[begin Data extract]

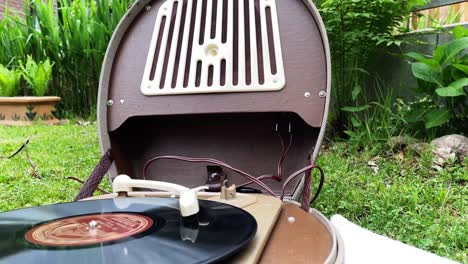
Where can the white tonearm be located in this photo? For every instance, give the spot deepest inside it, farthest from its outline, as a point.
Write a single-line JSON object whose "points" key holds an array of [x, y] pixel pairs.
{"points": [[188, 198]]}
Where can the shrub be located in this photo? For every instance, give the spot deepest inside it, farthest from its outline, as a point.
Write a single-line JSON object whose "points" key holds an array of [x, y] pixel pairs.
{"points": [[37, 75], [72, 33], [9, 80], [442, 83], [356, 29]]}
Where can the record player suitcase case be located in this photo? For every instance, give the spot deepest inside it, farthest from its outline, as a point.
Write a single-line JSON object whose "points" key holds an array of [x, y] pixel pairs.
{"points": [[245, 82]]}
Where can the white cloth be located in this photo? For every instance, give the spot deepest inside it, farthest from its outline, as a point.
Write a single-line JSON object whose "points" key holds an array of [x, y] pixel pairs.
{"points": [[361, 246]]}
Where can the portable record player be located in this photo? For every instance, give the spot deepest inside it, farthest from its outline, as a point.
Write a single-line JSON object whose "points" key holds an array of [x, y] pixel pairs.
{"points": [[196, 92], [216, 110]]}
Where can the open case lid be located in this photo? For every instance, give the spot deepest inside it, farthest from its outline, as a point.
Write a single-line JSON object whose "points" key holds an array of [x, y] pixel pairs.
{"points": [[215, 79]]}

[end Data extract]
[begin Data extract]

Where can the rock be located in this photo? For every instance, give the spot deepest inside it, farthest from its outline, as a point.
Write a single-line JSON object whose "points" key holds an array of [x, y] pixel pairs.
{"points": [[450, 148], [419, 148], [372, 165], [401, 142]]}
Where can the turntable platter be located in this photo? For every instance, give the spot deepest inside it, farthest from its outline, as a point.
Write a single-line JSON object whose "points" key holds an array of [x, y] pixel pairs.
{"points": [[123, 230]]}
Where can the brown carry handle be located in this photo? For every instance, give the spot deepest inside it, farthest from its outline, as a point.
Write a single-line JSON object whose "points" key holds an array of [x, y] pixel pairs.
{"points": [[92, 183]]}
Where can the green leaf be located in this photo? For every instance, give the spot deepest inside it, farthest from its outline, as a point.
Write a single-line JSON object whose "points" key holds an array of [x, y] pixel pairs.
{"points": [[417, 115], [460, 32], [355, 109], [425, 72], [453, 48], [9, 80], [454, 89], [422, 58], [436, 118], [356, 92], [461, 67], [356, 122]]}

[end Data extract]

### What is required
Please pick out every line in the records above that contains the word "this" and copy each of those lines in full.

### Reply to the task
Where can the white tonearm be located in this photo? For every instance, give the spot deepest inside it, farthest from its outline, as a point.
Where can the shrub be located in this photo? For every instance, give the spot deepest inside it, farthest from its outline, as a point.
Where can the record player suitcase case be located in this photo? For every instance, give the spot deepest inside it, farthest from its outline, as a point.
Where can the white cloth be located in this photo? For every instance, give the spot deepest inside it, farthest from its outline, as a point.
Where can the portable record player be located in this photo? For every instance, give the spot deepest inside it, farthest from its outline, as a point.
Where can the open case lid be located in this photo? For every instance, give the spot deepest inside it, farthest from its outline, as a point.
Where can the rock be located in this photo? For every instance, give the spot deepest inside it, farthest from its outline, as a point.
Where can the turntable platter be located in this photo? For every instance, give the spot deepest inside it, farthest from its outline, as a point.
Where can the brown carry handle be located in this photo? For every instance, give the spot deepest inside it, farthest from its outline, as a point.
Where can the green leaf be located in this photo? For every instance, give the spot deepest inside it, farthest from its outline, as a point.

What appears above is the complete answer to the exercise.